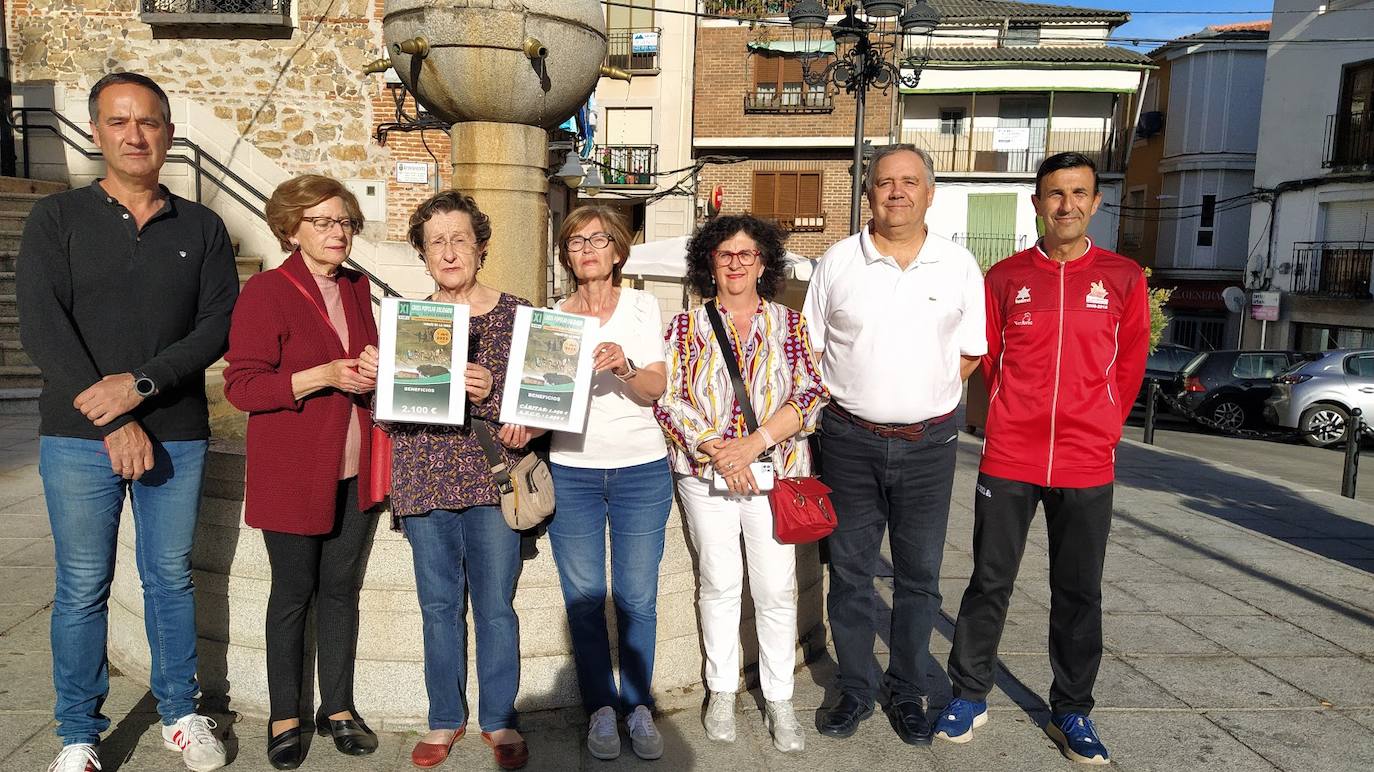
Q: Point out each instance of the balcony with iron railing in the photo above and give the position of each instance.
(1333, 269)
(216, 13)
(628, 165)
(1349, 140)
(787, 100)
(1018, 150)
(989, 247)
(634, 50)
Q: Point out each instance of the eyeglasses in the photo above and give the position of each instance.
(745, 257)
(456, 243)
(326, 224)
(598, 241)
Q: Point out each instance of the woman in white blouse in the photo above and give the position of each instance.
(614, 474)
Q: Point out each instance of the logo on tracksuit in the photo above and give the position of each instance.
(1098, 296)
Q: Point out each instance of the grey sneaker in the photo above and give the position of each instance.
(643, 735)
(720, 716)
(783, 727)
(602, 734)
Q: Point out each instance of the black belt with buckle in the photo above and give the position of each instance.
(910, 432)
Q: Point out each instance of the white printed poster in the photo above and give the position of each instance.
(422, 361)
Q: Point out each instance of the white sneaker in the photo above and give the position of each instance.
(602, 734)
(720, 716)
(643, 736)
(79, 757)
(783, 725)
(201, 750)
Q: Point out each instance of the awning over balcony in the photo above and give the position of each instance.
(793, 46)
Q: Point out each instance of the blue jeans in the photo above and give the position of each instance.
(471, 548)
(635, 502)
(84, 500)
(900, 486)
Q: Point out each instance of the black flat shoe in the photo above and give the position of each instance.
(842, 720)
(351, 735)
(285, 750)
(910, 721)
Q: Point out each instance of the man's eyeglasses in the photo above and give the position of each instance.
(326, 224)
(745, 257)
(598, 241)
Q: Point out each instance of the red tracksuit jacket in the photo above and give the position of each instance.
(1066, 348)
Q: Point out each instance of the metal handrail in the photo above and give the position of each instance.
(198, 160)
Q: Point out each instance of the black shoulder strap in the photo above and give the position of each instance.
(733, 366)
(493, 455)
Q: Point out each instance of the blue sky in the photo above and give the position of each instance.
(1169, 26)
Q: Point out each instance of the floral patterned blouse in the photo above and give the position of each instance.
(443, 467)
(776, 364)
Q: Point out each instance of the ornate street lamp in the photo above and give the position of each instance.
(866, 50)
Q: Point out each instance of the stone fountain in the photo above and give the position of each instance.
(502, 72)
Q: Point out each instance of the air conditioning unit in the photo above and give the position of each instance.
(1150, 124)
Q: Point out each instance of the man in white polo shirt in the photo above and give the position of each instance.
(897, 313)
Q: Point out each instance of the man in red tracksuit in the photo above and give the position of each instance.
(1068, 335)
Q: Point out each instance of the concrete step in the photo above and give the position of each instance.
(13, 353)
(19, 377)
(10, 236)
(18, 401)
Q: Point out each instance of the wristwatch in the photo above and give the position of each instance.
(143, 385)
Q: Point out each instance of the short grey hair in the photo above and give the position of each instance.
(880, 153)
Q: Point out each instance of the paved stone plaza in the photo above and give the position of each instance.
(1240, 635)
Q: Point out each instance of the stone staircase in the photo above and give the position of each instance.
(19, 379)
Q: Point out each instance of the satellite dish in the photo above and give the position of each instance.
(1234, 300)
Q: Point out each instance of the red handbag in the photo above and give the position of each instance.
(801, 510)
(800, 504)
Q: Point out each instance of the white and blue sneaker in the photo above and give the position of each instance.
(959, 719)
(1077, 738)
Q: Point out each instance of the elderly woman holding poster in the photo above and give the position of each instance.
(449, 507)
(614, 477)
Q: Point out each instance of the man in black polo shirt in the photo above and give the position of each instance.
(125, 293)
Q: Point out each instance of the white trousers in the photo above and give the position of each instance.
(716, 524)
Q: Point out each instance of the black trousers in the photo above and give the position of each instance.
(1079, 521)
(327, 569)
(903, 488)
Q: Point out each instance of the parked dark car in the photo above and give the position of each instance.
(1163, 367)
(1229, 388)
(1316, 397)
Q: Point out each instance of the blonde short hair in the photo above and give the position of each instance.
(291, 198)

● AIM OF THE EXERCISE
Output, unchanged, the lines from the line with "Q: Point out each instance of the man in black" through the final line of the material.

● YOUR RESPONSE
Q: Point out each instance of the man in black polo shirt in the photo above and give the position of each instance.
(125, 293)
Q: Point out each instance of the white trousers in the photo above and give the position of each instance.
(716, 524)
Q: Point out each instance of the black trousers in the photo above and give the position of each instance.
(1079, 521)
(327, 569)
(903, 488)
Q: Point out each instance of the parked dark car in the photo above and give the position of each instance.
(1163, 367)
(1229, 388)
(1316, 397)
Q: Point out each instance of the blonde short hair in the photo above and give the position of each instance.
(291, 198)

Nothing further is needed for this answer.